:: Written request ::
Retype the data below without altering anything.

:: Rows ::

· · · · ·

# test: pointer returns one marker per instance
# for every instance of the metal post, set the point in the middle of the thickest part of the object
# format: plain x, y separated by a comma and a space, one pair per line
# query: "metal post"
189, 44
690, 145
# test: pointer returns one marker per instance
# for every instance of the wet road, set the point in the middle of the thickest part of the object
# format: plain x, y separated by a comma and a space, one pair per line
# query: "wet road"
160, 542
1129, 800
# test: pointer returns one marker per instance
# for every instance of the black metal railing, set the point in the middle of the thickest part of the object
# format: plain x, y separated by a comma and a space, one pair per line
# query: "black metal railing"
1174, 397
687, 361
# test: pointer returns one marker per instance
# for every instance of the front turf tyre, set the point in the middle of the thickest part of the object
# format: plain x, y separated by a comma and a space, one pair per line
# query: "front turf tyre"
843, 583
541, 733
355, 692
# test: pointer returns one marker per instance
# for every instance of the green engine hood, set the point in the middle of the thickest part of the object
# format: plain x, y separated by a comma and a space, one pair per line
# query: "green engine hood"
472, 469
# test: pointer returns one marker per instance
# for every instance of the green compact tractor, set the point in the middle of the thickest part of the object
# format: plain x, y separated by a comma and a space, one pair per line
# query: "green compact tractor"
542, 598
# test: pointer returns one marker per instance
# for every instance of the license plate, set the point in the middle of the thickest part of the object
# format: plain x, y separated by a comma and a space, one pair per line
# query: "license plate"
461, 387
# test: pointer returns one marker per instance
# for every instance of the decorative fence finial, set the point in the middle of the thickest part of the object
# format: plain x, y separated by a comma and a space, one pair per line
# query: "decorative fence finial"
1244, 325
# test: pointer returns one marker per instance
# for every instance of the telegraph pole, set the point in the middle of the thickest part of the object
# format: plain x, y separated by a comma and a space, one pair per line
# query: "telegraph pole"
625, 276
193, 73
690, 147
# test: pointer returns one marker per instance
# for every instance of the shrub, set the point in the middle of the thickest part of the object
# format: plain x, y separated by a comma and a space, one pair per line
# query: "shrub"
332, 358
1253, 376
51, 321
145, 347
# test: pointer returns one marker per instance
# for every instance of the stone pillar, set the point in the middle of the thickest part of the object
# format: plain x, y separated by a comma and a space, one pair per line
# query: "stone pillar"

· · · · ·

:: Answer to the exercise ::
# test: pointer returns one marker per instance
# for every instance of the metal post, set the point in the middle of the thickest part of the object
# format: plain x, y separated by a comma and a space, one pair per line
# query: "metal post"
189, 44
690, 145
# test: pointer returns one marker per instance
# for every instance of the wet road, set the point in the middle of the thickest part of the object
# format: plain x, y separated by a comma and a space, one pair per line
# query: "wet road"
160, 542
1129, 800
# test: pointer returns one marker per instance
# for every instance of the black metal railing, set the point in the middle of the thickest part of the object
# format: plain x, y separated by a comma and a space, one pair per line
# query: "black metal railing"
1174, 397
687, 361
# test: pointer returns one marker per instance
# for every instance of the front turf tyre, set the point in the middle of the thickest part of the object
# format: plain x, y separated by a comma and a space, one pair per line
# query: "front turf tyre"
843, 583
541, 733
355, 692
# test: pointer returns one marker per instance
# for every instance of the green engine hood, set the point in the middle of the thickest part of the object
# format: plain x, y separated by a comma and a space, one pair per line
# query: "green engine hood"
472, 469
# test: pointer returns one marker per instance
# for every instance of the green compact tractor, set the point in the middle of the thickest part of the object
# format: plain x, y separated by a comma and a space, one pair per line
# query: "green compact tractor"
542, 598
# test: pointer returns one marker per instance
# for every instance of the license plate, set the point in the middle of the thickest part of the object
# format: plain x, y separated by a comma and a space, one pair per line
# query: "license plate"
461, 387
# test: pointer returns one marker per instance
# for every instance of the decorative fence finial, set the point in the middle of the thickest part of the object
# format: plain x, y separated by a comma and a space, one pair per line
# query: "decorative fence finial"
1244, 325
# test: pointer returns one marker per instance
# for every instance of the telegraph pole, set the point in the middle of the thickest part of the object
# format: plain x, y separated by a comma and a space, one pair per line
# query: "telegraph pole"
625, 276
193, 73
690, 147
# test: pointer returns one marker per instance
# for every instance of the shrub, set the point in the middle of the thickest part of the object
# format: plain x, y separated by a comma and a space, one pair per line
# query: "shrub"
332, 358
1253, 376
51, 321
145, 347
# test: pointer returns one marker per instance
# for every instance of the stone pillar, set the point in the middle of the thickest part of the object
# format: plain x, y separated by a comma and a space, one pair per line
# query: "stone pillar"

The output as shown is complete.